Saved entries
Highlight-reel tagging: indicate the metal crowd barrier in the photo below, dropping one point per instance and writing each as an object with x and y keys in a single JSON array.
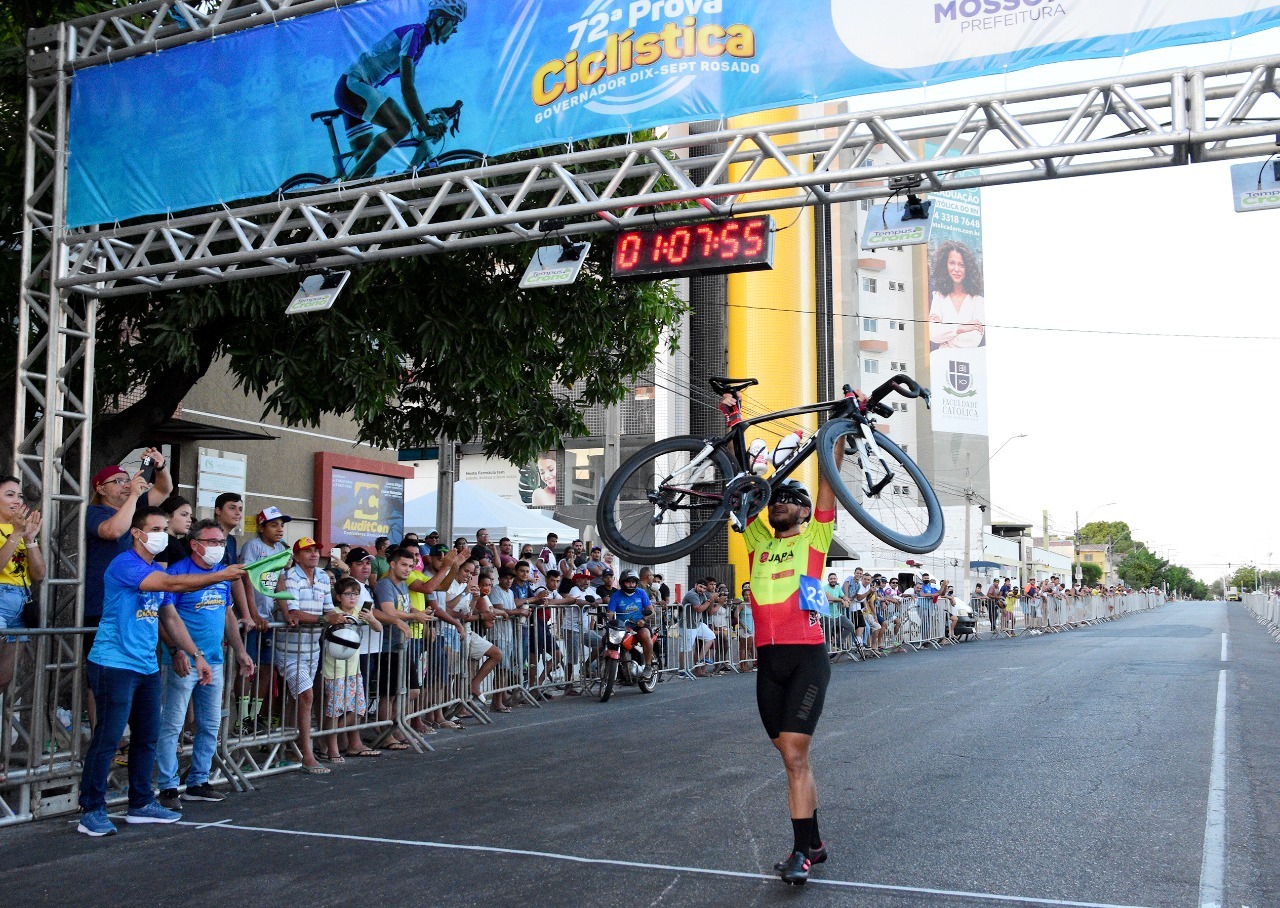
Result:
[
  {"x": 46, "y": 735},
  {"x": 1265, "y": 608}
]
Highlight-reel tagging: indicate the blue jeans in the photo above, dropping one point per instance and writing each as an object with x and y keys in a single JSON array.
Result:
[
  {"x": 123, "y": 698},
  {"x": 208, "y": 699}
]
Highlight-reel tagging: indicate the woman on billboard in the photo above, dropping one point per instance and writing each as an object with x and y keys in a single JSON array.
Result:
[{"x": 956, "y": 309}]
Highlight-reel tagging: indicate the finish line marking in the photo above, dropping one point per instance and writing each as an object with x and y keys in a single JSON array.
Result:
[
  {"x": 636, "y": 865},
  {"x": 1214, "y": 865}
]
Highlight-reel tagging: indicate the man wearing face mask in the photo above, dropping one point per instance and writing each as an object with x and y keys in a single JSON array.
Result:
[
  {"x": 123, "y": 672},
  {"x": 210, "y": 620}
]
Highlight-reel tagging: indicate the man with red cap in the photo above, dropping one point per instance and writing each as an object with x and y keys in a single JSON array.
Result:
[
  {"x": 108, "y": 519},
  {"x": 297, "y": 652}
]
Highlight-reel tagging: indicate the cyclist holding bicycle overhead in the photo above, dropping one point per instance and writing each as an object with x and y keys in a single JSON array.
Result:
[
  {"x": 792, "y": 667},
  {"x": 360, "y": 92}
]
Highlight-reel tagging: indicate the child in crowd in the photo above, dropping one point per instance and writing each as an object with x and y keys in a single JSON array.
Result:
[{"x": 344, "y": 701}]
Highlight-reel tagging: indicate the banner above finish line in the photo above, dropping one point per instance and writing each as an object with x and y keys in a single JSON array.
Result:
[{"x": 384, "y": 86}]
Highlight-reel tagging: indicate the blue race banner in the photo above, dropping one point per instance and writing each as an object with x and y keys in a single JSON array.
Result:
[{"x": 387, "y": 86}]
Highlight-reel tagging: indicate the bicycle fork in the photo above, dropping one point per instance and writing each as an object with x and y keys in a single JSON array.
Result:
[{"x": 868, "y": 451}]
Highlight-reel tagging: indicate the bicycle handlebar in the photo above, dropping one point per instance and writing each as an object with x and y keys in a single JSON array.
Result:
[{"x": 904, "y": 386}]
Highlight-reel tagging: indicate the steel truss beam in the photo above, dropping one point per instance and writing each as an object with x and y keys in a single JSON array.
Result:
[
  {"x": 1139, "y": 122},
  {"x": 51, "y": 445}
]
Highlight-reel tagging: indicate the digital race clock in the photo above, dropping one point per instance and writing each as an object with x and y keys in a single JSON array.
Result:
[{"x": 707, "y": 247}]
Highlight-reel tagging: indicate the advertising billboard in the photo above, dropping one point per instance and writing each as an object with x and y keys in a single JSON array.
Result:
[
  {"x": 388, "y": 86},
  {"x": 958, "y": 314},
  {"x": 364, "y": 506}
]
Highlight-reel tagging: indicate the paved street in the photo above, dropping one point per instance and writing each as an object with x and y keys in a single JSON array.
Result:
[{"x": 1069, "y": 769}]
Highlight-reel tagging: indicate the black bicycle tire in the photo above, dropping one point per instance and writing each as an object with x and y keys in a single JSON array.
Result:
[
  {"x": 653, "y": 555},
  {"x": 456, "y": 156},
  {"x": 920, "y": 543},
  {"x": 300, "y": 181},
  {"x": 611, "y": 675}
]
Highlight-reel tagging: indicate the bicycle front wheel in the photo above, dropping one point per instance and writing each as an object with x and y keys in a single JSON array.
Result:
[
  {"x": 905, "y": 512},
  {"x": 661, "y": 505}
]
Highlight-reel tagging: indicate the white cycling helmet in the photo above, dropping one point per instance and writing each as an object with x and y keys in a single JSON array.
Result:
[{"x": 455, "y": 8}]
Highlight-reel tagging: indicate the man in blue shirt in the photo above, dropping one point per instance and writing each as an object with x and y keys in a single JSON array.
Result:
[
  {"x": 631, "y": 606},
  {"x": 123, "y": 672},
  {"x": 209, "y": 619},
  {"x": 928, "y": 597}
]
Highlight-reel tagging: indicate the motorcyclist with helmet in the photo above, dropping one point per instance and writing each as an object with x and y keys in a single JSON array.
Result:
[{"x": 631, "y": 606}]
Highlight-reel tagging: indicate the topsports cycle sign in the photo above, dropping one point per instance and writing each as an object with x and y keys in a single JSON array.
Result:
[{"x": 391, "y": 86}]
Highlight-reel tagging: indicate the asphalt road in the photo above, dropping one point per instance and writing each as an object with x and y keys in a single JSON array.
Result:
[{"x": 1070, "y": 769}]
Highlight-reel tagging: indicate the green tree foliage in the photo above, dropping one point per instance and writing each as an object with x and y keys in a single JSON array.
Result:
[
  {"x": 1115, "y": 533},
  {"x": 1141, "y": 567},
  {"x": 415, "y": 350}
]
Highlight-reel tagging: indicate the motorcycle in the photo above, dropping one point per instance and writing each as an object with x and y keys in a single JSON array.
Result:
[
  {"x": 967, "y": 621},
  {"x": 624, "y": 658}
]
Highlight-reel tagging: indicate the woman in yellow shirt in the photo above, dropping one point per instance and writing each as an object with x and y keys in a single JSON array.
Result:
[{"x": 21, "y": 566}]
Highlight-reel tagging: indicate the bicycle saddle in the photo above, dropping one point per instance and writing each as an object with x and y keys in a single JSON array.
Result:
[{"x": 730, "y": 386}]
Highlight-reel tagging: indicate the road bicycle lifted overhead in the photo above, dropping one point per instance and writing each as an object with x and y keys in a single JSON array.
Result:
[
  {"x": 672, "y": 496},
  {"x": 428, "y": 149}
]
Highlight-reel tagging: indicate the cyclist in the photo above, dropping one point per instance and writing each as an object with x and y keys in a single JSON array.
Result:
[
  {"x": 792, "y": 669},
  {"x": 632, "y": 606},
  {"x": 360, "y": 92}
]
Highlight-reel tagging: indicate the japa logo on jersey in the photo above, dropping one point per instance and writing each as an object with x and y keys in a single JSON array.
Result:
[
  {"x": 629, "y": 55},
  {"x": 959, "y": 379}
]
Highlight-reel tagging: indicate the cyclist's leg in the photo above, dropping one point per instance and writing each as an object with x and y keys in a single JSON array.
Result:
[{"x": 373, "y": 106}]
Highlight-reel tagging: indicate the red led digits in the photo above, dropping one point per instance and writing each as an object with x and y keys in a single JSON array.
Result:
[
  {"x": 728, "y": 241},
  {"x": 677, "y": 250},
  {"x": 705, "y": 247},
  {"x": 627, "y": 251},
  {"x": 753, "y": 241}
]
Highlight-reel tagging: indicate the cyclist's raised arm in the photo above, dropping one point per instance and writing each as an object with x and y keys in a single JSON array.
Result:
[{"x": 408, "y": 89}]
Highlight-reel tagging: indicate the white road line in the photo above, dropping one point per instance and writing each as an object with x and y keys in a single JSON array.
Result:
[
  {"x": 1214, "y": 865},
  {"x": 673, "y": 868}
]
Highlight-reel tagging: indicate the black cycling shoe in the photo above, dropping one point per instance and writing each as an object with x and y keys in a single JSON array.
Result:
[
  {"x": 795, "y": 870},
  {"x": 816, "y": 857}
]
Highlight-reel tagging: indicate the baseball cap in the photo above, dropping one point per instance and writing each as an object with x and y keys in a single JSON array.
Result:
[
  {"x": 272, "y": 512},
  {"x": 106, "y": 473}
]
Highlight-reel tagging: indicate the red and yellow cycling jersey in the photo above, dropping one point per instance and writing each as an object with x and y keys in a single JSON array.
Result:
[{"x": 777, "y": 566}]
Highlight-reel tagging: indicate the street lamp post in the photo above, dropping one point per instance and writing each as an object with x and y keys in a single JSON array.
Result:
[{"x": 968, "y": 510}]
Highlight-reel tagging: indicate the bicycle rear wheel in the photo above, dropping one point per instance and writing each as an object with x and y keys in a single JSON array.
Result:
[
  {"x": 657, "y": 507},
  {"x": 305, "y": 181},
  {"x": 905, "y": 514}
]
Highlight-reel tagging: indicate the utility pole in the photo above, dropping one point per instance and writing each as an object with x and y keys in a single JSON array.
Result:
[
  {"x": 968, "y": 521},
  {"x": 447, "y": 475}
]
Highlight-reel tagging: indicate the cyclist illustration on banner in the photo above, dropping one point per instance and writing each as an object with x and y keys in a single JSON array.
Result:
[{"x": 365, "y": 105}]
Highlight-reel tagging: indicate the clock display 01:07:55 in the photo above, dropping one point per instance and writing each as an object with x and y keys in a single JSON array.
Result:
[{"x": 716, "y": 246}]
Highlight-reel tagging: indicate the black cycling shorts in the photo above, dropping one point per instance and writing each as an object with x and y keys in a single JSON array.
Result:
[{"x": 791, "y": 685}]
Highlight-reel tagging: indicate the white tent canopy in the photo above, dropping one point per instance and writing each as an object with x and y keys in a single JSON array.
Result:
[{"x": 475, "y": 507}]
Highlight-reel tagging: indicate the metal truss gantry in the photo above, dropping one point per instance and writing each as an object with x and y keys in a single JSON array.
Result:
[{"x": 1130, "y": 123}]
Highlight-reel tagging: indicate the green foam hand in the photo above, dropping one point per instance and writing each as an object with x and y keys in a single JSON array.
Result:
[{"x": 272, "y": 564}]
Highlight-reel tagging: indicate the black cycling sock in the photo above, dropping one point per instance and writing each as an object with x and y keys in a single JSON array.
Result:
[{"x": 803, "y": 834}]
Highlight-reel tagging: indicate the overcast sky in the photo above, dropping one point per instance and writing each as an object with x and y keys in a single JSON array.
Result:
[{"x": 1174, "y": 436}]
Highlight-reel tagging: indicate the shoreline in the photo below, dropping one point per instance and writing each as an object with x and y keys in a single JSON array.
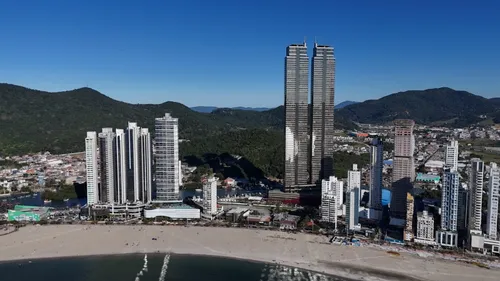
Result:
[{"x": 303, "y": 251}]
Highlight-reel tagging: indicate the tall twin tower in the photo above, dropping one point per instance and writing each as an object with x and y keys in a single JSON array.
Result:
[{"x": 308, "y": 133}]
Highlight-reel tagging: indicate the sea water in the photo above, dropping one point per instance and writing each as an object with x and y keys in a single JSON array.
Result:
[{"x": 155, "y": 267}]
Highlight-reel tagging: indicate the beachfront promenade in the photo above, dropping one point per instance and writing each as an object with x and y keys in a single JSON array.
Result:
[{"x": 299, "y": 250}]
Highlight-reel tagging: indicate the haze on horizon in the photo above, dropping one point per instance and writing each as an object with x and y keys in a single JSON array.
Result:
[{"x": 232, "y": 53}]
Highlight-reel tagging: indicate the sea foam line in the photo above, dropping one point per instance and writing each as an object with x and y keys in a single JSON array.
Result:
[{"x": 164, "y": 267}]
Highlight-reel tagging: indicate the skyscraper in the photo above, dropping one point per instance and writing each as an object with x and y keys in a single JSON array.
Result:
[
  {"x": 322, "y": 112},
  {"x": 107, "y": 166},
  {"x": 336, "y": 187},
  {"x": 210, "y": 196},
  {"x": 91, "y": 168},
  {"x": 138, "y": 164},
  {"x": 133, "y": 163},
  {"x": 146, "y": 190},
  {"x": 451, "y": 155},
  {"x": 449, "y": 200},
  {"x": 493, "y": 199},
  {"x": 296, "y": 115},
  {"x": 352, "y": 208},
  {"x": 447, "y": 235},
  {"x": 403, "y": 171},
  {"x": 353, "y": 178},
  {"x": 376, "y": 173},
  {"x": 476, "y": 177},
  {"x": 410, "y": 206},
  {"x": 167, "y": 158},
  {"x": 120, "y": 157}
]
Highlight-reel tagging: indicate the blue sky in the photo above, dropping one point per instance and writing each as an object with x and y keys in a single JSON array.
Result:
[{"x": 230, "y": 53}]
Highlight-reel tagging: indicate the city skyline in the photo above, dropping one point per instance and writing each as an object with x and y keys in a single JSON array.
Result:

● AIM: Output the line that contains "Highlight-reel tagging: indicate the blue sky", followed by every later line in the listing, with no line omitted and none added.

● EXERCISE SOLUTION:
Highlight-reel tagging: indicate the blue sky in the photo above, dropping one point per instance and writing each as an object with x and y keys in a single JSON array.
Result:
[{"x": 230, "y": 53}]
Highlight-reel tagging: indicate the city skyline in the photo above, dropping one point per instance and writing each as an object with x and y keys in a single JSON array.
Result:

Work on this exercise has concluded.